▶ Exercises
a) In the passage on North America's shale oil and gas future, which service critical to hydraulic fracturing was in short supply?
b) Reproduce word for word the part of the shale oil and gas passage that runs from "In particular, a" up to and including "in recent years.".

╭─ Passage given

Making Sense of North America’s Shale Oil and Gas Future

In the first half of 2011, the Big Four benefited from tight supply-demand conditions for many key services, as frenzied drilling activity in North American shale oil and gas plays strained the industry’s capacity to meet these needs.

In particular, a shortage of pressure pumping capacity–a service critical to hydraulic fracturing–had enabled service providers to push through substantial price increases in recent years.

Hydraulic fracturing is a process whereby producers pump a liquid into a shale reservoir under such tremendous pressure that it cracks the reservoir rock. This creates channels through which hydrocarbons can travel, improving permeability. Over the past several years, US producers have honed this technique in a number of prolific shale oil and gas plays, increasing the number of fracturing “stages” along the lateral portion of a horizontal well.

╰─
╭─ Extracted information

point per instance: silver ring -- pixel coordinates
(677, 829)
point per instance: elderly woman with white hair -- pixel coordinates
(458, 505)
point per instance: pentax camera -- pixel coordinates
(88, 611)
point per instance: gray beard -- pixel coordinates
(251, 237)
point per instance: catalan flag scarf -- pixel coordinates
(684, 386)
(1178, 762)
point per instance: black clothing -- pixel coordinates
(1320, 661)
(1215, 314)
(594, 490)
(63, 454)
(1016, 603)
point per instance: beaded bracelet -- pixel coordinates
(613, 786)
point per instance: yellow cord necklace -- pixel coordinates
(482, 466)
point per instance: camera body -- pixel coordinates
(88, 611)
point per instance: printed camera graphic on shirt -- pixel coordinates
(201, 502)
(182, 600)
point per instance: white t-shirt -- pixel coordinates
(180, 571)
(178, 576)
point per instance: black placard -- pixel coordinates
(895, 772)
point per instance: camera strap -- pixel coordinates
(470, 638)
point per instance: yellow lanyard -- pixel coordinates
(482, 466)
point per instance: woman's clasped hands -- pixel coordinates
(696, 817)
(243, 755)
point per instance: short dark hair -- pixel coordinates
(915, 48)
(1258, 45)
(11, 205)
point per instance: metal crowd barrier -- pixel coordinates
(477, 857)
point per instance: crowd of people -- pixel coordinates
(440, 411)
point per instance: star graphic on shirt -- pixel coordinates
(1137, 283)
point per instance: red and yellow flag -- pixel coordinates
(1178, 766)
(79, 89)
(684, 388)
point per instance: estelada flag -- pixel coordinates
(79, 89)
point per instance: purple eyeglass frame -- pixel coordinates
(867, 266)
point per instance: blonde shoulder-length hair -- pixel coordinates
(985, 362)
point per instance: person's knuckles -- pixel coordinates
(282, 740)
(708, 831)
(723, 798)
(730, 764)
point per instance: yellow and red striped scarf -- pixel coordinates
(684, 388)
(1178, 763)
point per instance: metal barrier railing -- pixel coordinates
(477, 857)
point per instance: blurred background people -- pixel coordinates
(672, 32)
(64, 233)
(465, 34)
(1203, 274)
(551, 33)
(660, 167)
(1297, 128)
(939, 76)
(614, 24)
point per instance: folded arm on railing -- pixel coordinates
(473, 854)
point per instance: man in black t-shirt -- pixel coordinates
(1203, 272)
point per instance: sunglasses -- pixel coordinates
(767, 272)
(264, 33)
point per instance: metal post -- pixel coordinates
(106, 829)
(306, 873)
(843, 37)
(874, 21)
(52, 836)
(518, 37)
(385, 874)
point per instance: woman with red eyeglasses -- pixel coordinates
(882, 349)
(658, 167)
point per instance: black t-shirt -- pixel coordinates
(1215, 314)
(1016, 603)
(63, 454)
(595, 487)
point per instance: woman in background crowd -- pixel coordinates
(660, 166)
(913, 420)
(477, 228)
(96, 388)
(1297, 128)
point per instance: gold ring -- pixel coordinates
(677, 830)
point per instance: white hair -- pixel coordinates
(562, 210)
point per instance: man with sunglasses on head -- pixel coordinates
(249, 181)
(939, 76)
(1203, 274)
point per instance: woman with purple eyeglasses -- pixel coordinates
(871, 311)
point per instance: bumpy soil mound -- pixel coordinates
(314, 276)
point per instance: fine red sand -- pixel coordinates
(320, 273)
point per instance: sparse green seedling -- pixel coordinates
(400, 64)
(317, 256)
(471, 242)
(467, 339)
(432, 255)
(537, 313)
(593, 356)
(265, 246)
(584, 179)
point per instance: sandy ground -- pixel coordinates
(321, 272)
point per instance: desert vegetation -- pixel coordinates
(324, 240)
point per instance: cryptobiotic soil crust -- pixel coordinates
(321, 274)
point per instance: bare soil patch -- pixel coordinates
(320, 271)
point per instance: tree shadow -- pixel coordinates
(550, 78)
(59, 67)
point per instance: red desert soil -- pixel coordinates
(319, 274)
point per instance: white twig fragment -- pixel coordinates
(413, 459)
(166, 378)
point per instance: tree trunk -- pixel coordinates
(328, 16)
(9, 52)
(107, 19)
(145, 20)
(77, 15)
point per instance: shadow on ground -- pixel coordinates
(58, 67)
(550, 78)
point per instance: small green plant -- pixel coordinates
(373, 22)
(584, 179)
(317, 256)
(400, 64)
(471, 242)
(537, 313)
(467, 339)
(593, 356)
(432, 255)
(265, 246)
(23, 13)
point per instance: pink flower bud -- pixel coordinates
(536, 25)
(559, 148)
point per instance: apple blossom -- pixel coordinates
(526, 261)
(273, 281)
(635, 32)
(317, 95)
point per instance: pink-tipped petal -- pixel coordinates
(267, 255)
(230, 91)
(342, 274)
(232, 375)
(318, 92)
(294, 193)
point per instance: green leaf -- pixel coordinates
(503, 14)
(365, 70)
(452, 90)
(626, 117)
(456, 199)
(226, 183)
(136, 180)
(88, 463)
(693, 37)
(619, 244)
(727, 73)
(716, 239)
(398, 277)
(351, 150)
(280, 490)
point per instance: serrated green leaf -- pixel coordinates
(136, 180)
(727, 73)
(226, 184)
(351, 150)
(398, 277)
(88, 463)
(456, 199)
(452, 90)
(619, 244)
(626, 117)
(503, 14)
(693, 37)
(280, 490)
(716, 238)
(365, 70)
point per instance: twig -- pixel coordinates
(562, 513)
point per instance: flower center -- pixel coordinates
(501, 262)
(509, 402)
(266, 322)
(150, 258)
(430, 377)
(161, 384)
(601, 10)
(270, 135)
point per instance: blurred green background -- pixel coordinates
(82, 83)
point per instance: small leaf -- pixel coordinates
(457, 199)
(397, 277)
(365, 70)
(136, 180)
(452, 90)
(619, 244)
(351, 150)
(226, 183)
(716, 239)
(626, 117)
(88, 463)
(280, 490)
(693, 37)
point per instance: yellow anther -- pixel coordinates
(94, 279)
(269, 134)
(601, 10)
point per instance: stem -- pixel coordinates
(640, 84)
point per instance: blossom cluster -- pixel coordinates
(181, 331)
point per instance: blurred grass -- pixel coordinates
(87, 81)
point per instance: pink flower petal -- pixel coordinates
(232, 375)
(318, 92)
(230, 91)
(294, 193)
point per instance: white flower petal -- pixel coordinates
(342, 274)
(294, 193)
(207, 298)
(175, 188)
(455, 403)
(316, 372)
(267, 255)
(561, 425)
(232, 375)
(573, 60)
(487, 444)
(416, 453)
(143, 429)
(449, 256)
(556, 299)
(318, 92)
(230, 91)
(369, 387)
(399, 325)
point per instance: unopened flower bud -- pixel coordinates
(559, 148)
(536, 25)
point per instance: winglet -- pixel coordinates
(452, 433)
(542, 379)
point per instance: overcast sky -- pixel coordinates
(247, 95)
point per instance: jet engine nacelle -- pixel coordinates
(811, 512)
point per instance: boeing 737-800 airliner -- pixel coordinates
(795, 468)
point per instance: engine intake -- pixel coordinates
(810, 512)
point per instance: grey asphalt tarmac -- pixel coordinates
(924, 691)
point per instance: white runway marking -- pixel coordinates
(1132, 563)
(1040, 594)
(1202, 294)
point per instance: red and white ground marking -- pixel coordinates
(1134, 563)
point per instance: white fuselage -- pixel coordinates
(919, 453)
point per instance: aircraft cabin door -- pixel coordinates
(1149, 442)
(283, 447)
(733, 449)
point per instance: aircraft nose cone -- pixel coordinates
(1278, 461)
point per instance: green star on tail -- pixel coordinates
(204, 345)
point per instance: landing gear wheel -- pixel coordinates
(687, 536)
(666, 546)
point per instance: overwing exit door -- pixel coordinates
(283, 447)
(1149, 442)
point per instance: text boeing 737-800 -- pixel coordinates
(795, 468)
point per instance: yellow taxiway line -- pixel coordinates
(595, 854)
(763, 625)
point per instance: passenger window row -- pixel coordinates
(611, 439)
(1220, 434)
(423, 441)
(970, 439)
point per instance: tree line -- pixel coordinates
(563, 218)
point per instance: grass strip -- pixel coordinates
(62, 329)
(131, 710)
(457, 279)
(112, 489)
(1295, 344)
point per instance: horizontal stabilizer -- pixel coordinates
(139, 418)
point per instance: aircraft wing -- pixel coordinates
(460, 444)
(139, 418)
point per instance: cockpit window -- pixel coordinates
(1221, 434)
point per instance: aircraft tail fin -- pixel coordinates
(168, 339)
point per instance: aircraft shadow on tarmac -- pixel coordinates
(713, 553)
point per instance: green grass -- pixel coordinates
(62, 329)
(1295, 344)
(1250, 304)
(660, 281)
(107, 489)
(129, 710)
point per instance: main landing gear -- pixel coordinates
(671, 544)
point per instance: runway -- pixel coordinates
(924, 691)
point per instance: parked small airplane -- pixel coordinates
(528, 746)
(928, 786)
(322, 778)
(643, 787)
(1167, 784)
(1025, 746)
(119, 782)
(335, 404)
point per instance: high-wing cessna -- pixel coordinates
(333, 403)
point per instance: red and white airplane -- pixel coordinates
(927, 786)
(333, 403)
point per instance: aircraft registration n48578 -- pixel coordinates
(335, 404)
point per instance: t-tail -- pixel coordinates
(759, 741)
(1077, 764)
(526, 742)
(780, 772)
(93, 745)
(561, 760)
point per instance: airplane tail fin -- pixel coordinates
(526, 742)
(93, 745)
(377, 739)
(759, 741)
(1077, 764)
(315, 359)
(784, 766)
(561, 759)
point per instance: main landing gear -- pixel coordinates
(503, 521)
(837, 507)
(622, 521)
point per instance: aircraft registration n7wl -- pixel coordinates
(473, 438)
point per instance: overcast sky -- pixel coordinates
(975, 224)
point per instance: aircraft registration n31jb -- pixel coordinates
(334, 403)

╰─

▶ The results
a) Pressure pumping.

b)
In particular, a shortage of pressure pumping capacity–a service critical to hydraulic fracturing–had enabled service providers to push through substantial price increases in recent years.